§ **Work to do**
**a.** Using the article on exchange rates and clean energy investors below, answer these questions:
(i) Which actor played the park warden Robert Muldoon in Jurassic Park?
(ii) By what percentage did the WilderHill New Energy Global Innovation Index fall from its peak in late 2007?
(iii) What was the worldwide total of clean energy asset finance in the first three months of 2012?
**b.** Take the article on exchange rates and clean energy investors below further by writing the section that falls under its final heading.

Liebreich: Exchange Rates could be Next Monster to Test Clean Energy Investors

Exchange rates could be next monster to test clean energy investors

In the film Jurassic Park, the park warden Robert Muldoon, played by Bob Peck, focuses on the movement of one escaped velociraptor so completely that he fails to notice a second creeping up beside him. “Clever girl!” he says, as he finally turns and sees the threat. These are his last words before being munched.

I am not going so far as to predict such a grisly fate for the clean energy sector. Still, there is a risk that focusing on two of the great financial markets – equities and debt – has distracted developers, investors and manufacturers in recent years to such a degree that they’ve failed to notice the threat that could rear its ugly head from a third direction – that being the world’s foreign exchange markets.

Since the crisis of late 2008, significant movements in forex rates, in particular euro-dollar rate and dollar-yen, have been dwarfed by the more eye-catching paroxysms in equity and debt markets.

The 76% fall in the WilderHill New Energy Global Innovation Index (NEX), from its peak in late 2007 to fresh eight-year lows this month, has severely dented the ability of clean energy companies to raise equity capital from the public markets. In each of the last two quarters, they have managed to raise less than $1bn – a far cry from the quarterly figures of $3-13bn achieved in 2007. The bear market has made exits difficult for venture capital and private equity investors, in turn limiting their ability to recycle their money into new, young clean energy firms.

Meanwhile, the travails of the debt markets have barely been out of the news in the past four years. Even when they have not seized up almost completely – as they did in Q3 2008, then again last summer, and possibly again this quarter – sharp increases in banks’ cost of funding have squeezed the availability of construction and project finance for renewable energy, slowing investment in wind and solar, particularly in Europe. Utilities, for their part, have entered a wholly unwelcome period of capital rationing, pursued by the fear of credit downgrades by newly risk-aware ratings agencies. In the first three months of 2012, asset finance worldwide in clean energy – at $24.2bn – was 41% below the quarterly average for last year and the lowest for any quarter since Q1 2009.

EXIT GREECE STAGE LEFT?

§ **Information provided**
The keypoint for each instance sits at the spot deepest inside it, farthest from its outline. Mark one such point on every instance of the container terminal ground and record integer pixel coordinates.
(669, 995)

§ **Solved tasks**
**a.**
(i) Bob Peck
(ii) 76%
(iii) $24.2bn

**b.**
So why might foreign exchange crash the sector’s party from now on? The most obvious reason is the possible departure of Greece from the euro area within a few weeks –- or even perhaps a few days. The inevitable accompanying slump in the value of a newly recreated drachma would create sleepless nights for investors in clean energy projects in Greece with euro-denominated debt. And any developers who have borrowed euros for turbines or panels, only to find their future revenue denominated in new drachma, might actually prefer to be transported to Jurassic Park.

That might be only the start. Greece is a relatively modest clean energy market, with just over 400MW of solar photovoltaic capacity and somewhere north of 1GW of wind installed by the end of 2011. Much more worrying would be the impact of a Greek exit followed by Portugal, Spain or Italy leaving the single currency zone. Lenders to, and investors in, a far larger number of existing renewable energy projects could face painful losses in that event. Suppliers of equipment would see confirmed orders falling through, and customers going out of business. The only positive in this scenario is that the clean energy industry would not be the only one under the hammer. That is not our central scenario, because it is likely that Germany will put up a far harder fight to keep those countries in the euro than it has done up to now for Greece.

But we are not done yet. Southern Europe is not the only currency pressure-point in the world. There are also signs of currency strains involving important emerging economy currencies. The Indian rupee has fallen from 45.2 against the dollar a year ago to 54.4 late this month – a depreciation of 17%. Against the Chinese yuan, the rupee has fallen nearly 19% in that time. The Brazilian real has also dropped, by 22% against the dollar in the last year.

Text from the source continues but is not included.